- Exercise directions
State how many rows of the data below contain the word "line". Give only the number.

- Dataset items
start
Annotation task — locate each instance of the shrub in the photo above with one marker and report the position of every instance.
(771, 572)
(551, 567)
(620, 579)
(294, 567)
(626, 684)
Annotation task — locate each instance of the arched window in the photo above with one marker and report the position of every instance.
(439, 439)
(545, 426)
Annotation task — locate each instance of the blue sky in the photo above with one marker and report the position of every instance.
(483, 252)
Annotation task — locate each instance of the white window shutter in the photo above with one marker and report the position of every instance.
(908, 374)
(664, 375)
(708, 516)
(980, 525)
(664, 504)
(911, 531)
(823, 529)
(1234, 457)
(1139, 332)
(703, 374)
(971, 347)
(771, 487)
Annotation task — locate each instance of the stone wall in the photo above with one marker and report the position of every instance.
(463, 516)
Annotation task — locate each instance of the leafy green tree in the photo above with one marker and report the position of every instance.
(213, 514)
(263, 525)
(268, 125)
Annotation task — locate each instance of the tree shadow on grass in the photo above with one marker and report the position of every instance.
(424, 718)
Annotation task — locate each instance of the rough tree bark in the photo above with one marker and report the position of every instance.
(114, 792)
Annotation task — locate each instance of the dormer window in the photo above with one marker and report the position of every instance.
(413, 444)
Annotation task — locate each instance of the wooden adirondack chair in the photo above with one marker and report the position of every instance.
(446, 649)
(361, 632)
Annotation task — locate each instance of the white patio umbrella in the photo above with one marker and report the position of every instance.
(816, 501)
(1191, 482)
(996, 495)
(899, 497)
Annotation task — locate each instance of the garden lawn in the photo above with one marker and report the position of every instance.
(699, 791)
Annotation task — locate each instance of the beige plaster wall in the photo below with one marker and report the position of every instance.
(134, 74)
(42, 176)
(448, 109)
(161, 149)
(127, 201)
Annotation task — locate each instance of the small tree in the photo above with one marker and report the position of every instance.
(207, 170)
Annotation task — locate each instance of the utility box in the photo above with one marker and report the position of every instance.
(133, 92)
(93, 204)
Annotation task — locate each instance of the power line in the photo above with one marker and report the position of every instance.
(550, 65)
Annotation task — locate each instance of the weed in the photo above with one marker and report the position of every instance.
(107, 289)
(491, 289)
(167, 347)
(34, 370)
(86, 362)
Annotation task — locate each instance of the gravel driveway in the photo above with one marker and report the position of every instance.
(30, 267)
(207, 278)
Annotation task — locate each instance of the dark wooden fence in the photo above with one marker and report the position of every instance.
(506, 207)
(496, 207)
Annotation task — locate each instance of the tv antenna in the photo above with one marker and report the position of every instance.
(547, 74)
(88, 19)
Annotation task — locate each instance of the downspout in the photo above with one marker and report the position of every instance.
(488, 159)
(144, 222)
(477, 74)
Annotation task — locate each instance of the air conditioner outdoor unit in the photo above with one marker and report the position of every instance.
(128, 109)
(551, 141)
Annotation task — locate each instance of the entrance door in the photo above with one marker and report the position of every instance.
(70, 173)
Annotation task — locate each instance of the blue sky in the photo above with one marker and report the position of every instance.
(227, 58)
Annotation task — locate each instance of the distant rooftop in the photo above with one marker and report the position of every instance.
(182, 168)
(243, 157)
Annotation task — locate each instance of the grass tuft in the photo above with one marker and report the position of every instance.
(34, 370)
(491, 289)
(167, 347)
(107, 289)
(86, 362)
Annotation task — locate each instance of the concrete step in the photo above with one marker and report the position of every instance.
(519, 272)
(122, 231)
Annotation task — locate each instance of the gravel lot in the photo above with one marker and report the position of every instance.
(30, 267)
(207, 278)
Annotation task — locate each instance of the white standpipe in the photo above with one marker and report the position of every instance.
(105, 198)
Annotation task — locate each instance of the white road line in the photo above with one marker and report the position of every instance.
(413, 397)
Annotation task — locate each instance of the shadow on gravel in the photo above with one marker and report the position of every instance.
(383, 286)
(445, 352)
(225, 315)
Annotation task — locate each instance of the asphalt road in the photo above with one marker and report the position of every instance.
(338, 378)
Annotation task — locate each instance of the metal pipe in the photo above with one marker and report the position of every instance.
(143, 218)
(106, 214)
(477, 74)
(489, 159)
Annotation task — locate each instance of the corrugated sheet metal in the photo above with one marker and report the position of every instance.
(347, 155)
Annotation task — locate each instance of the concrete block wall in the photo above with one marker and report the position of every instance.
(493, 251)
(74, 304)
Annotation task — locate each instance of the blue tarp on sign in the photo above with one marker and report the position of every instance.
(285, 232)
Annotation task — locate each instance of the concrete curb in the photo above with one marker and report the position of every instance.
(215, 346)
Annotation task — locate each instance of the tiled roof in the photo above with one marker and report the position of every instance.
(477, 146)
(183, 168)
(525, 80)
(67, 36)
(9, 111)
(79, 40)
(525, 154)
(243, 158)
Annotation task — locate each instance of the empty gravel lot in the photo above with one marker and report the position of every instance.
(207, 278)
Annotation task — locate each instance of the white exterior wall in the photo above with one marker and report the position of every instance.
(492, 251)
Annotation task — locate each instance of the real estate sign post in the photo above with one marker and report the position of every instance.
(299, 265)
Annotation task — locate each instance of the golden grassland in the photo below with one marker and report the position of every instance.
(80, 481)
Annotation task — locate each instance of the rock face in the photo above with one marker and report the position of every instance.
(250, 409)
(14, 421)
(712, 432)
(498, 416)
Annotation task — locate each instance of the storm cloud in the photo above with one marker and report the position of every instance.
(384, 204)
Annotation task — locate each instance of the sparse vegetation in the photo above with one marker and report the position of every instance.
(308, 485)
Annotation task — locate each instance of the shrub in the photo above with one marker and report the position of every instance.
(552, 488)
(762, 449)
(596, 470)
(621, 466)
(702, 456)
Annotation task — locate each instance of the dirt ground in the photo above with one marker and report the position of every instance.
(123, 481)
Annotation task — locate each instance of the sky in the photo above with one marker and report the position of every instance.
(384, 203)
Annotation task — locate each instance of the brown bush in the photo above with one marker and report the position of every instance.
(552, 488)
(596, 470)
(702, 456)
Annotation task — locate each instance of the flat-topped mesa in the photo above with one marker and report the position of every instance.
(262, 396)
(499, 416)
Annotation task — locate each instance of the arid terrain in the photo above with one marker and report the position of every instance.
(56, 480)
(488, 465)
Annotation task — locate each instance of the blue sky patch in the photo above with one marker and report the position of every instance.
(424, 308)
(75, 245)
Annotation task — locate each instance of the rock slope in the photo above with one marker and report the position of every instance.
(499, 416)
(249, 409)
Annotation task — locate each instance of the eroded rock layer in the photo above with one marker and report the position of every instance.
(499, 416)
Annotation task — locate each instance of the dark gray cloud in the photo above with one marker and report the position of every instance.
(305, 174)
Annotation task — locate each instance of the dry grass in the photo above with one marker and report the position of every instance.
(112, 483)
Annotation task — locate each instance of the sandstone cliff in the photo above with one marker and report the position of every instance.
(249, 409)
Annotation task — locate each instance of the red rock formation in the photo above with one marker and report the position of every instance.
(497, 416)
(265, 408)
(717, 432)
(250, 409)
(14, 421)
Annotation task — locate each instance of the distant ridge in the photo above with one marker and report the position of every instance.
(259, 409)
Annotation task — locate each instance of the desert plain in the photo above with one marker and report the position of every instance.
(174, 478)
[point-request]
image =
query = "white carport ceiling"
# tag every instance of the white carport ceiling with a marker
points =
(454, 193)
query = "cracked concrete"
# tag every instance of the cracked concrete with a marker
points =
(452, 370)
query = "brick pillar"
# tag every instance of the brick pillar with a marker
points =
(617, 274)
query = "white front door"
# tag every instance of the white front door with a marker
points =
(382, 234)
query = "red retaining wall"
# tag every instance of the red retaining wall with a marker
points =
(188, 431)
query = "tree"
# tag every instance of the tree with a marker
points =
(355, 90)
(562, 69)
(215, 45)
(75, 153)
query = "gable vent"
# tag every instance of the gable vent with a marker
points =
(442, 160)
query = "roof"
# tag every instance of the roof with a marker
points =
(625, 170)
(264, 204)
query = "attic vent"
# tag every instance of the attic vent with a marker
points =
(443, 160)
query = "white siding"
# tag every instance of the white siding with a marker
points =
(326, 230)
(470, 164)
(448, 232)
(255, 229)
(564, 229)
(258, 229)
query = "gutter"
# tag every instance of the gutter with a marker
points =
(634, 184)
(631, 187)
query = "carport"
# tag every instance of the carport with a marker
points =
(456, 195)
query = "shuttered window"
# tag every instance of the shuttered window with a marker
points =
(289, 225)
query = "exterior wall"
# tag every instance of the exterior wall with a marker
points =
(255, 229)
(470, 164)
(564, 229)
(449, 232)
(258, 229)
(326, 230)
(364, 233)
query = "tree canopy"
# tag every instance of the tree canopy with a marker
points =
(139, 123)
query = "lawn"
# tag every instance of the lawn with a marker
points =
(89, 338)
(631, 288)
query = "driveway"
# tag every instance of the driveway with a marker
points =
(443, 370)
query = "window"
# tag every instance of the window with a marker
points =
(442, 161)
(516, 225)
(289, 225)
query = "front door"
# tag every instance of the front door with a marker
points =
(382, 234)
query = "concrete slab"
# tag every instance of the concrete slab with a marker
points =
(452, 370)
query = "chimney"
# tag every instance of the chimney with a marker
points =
end
- Answer for this exercise
2